BEGIN Passage given
GraphQL gives clients freedom to traverse object graphs. That freedom punishes naive resolvers: a single query for 20 posts with author and comments fields can trigger 41 SQL roundtrips. DataLoader fixes it in one place, per request, without restructuring your services.
This post walks through a real wiring in a NestJS 11 + Apollo 5 + Prisma 7 codebase: where DataLoader lives, how it sits between resolvers and repositories, and a runtime toggle that lets you flip batching on/off to see the difference.
The N+1 Problem in 30 Seconds
Given this query against a Relay-style connection:
query {
feed(first: 20) {
edges {
node {
id
content
author { id name }
comments { id content }
}
}
pageInfo { hasNextPage endCursor }
}
}
A naive implementation:
feedresolver →SELECT ... FROM posts ORDER BY created_at DESC LIMIT 20(1 query)- For each post,
authorfield →SELECT ... FROM users WHERE id = ?(20 queries) - For each post,
commentsfield →SELECT ... FROM comments WHERE post_id = ?(20 queries)
Total: 41 queries for 20 rows. The client requested one logical thing; the database paid for forty-one.
(The Relay edges/node envelope is just pagination metadata — the N+1 lives in the field resolvers under node, identical to a flat [Post] return.)
The fix isn’t “use joins” — GraphQL field resolvers run independently and can’t see siblings. The fix is to collect all .load(id) calls in the same tick of the event loop, hit the DB once, then fan results back out. That’s DataLoader.
Anatomy of DataLoader
DataLoader (Facebook OSS, ~2 KB) is a small class with two jobs:
- Batching —
loader.load(1),loader.load(2),loader.load(3)called synchronously resolve to a singlebatchFn([1, 2, 3])call. - Caching — within the same loader instance, repeated
.load(sameId)returns the cached promise.
import DataLoader from 'dataloader'
const userLoader = new DataLoader<string, User>(async (ids) => {
const rows = await prisma.user.findMany({ where: { id: { in: [...ids] } } })
// CRITICAL: result must be in the same order as input ids
const byId = new Map(rows.map((r) => [r.id, r]))
return ids.map((id) => byId.get(id) ?? null)
})
await Promise.all([userLoader.load('1'), userLoader.load('2'), userLoader.load('1')])
// → 1 SQL query, 'user-1' returned twice from cache
Two non-obvious rules of batchFn:
- Output array length must equal input array length.
- Output order must match input order (or you return
null/Errorper missing key).
Get either wrong and DataLoader silently mismatches users to posts. Always go through a Map keyed by id.
Per-Request Lifecycle (and Why It Matters)
A DataLoader instance is a request-scoped cache. Reuse one across requests and:
- Stale data leaks between users.
- Authorization-sensitive fields (
isFollowing,canEdit) compute against the wrong viewer. - Memory grows unbounded.
Therefore: build loaders inside the GraphQL context factory, throw them away when the response is sent.
END Passage given
## Task
Copy the passage on DataLoader starting at "GraphQL gives clients" and ending at "restructuring your services.", changing "roundtrips" to "round trips". None of this involves the records.
BEGIN Dataset
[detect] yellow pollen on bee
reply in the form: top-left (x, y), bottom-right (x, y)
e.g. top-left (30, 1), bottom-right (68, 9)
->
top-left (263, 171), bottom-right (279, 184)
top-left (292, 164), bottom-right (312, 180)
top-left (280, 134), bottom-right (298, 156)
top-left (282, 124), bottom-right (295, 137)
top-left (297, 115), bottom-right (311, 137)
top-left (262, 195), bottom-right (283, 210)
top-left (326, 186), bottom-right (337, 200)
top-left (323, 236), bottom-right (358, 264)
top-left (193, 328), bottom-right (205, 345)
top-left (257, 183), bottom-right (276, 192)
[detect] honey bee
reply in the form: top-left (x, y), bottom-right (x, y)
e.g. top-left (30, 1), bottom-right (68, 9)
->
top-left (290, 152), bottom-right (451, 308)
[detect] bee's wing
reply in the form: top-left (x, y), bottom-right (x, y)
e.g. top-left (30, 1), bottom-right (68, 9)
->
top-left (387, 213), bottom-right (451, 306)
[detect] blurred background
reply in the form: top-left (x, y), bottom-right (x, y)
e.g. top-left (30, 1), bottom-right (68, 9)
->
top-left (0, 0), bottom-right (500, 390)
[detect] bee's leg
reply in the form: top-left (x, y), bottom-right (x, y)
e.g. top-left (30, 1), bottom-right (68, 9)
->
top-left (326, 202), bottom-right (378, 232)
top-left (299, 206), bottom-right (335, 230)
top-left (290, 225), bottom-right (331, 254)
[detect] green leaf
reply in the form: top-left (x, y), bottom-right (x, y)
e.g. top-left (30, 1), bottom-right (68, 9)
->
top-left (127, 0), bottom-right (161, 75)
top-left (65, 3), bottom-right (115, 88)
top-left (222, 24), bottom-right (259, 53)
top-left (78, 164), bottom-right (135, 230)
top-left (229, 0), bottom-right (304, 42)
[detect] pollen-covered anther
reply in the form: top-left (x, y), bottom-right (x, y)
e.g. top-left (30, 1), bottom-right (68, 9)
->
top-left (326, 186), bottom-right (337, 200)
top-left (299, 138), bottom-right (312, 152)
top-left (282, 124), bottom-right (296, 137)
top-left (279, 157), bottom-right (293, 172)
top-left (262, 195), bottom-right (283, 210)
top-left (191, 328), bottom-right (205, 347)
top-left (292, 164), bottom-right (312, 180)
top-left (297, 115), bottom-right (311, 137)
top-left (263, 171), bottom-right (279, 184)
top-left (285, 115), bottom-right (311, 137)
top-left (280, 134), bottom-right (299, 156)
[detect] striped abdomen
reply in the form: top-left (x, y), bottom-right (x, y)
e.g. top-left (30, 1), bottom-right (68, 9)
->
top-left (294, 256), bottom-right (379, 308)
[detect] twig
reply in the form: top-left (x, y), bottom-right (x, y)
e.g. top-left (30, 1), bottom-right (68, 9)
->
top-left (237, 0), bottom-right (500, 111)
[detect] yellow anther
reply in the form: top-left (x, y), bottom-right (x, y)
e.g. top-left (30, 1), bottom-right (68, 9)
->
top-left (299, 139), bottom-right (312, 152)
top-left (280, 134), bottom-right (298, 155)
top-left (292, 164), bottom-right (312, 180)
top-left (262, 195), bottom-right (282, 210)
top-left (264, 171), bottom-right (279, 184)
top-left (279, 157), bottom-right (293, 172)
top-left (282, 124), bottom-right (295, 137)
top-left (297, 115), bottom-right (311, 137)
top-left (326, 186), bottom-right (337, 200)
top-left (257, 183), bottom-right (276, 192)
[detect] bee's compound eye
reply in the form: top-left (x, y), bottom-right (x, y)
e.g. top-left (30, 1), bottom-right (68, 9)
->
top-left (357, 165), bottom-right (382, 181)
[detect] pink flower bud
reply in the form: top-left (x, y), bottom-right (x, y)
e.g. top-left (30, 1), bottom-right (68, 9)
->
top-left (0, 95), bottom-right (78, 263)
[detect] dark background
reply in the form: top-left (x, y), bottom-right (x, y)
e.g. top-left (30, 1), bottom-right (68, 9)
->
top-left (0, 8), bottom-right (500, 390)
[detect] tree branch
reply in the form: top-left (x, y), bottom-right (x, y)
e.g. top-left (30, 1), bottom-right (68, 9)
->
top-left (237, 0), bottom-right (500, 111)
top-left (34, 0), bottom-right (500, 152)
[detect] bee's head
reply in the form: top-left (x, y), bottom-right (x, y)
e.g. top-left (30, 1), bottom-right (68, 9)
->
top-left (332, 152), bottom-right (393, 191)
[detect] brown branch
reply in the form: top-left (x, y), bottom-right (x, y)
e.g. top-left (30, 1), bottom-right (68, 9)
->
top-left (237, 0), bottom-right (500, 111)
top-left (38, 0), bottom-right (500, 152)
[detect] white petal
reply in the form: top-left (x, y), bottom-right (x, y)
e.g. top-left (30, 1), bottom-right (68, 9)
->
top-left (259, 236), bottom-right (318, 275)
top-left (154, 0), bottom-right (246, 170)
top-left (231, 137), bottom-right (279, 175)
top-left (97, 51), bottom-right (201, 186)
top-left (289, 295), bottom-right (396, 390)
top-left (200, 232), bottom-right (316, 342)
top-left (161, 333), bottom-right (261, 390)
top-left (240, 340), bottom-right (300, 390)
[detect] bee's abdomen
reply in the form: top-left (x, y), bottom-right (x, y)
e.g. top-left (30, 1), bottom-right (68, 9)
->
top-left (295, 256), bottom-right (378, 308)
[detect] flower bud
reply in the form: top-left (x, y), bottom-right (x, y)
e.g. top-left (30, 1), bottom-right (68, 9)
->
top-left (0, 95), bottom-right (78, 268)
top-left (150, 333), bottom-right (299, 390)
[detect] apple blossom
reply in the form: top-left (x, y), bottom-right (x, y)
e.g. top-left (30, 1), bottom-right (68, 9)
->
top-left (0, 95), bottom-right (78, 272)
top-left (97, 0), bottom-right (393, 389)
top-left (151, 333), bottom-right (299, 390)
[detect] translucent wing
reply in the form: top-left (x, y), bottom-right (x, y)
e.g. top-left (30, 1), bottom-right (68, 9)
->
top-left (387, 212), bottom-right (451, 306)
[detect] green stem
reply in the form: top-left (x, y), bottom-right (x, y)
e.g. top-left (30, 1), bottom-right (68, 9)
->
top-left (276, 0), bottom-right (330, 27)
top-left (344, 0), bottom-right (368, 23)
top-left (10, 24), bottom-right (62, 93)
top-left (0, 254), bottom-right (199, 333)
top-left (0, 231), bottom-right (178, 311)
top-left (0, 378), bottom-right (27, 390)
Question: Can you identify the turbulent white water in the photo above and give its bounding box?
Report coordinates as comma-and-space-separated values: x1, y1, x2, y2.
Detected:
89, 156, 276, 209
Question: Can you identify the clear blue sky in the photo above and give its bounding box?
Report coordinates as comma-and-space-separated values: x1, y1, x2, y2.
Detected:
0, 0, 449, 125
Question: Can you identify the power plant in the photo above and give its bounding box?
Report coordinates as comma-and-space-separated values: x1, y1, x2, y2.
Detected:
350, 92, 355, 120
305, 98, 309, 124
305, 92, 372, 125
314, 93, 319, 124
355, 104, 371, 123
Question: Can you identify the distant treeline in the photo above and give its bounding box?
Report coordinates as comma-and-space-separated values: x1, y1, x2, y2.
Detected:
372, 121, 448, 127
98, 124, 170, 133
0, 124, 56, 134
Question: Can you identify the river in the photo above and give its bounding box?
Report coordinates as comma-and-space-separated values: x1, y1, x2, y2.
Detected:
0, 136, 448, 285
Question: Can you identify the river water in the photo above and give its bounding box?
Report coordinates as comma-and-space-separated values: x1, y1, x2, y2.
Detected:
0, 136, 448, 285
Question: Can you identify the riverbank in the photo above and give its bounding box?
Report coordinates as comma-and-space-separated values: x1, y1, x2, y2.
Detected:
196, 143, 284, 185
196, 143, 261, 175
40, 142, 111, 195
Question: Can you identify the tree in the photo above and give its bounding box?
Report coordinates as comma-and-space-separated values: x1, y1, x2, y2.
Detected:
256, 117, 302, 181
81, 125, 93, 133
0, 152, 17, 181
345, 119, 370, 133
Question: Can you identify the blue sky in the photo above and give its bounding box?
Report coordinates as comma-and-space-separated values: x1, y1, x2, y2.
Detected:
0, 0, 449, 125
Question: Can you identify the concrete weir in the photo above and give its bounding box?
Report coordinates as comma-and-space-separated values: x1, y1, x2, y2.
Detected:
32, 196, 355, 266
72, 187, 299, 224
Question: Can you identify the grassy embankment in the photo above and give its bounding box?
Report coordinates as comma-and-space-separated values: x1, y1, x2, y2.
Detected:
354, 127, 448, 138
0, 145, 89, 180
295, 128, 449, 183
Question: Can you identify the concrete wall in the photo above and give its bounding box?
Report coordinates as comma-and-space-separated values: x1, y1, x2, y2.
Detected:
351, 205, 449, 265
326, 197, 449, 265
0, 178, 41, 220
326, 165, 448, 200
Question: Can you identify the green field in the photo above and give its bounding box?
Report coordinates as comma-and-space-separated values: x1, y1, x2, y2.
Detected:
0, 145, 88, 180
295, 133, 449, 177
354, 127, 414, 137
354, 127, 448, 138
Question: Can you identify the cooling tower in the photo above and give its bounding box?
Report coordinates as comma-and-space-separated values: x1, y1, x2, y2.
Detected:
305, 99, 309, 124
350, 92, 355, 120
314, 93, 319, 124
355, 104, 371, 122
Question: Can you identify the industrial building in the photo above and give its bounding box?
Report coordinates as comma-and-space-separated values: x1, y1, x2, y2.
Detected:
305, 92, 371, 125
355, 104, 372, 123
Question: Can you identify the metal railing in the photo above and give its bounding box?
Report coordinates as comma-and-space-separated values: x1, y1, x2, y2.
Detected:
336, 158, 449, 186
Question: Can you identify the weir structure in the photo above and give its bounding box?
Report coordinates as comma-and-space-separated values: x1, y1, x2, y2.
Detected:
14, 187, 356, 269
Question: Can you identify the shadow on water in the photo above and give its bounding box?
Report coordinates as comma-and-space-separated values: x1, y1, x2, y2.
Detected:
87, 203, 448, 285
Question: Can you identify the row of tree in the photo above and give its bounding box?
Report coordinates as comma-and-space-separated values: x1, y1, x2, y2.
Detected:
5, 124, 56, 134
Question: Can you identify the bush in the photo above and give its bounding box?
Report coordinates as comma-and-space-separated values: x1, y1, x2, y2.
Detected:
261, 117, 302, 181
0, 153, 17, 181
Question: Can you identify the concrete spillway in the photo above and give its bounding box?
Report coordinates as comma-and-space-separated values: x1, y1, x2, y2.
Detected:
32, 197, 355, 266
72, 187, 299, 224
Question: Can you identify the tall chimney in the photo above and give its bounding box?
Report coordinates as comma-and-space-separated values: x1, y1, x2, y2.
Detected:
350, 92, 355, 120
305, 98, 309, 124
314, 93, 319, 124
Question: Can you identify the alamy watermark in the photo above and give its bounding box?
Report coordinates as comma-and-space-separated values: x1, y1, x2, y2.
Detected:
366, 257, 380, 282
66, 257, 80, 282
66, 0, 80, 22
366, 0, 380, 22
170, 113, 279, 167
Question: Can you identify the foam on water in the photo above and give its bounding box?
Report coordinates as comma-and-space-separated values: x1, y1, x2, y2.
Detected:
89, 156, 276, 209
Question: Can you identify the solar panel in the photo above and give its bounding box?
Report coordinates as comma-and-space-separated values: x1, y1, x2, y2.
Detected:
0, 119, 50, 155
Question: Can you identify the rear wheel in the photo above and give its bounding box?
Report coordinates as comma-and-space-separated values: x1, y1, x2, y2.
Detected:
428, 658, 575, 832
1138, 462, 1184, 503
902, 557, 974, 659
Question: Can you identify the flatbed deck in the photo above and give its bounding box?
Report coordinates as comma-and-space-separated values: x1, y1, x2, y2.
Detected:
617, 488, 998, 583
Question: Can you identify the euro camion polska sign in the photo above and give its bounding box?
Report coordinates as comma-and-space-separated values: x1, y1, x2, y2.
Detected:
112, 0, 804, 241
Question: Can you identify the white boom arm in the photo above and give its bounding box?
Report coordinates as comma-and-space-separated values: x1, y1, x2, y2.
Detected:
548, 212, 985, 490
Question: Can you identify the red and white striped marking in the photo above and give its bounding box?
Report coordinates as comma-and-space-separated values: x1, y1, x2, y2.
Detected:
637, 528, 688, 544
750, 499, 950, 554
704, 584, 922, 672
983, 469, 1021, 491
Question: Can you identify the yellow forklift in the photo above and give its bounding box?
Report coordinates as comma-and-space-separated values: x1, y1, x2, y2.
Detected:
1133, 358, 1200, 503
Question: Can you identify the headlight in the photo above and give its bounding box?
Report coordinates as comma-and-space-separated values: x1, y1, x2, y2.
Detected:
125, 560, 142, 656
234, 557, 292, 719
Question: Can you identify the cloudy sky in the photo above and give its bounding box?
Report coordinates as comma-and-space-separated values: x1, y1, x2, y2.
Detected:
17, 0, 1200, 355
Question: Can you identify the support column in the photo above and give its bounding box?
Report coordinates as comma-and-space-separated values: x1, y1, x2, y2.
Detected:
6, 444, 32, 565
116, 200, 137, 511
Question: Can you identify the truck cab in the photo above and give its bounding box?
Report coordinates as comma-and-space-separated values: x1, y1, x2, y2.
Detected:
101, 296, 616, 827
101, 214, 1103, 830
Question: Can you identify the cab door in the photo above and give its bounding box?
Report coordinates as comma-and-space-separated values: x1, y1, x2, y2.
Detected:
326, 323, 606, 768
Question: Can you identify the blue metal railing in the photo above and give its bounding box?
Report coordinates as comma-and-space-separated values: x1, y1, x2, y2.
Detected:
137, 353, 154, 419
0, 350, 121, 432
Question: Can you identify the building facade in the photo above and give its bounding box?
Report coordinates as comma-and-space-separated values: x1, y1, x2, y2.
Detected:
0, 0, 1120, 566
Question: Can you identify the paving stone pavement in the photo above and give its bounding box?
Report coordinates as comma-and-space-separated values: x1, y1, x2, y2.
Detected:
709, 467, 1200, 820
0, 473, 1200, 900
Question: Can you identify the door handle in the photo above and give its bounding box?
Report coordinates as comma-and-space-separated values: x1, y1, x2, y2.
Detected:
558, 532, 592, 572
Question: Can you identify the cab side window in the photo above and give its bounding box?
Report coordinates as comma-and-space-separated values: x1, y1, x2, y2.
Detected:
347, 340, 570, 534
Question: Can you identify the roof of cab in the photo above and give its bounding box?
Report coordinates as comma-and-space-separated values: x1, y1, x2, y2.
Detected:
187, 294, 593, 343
END Dataset
## Completed task
GraphQL gives clients freedom to traverse object graphs. That freedom punishes naive resolvers: a single query for 20 posts with author and comments fields can trigger 41 SQL round trips. DataLoader fixes it in one place, per request, without restructuring your services.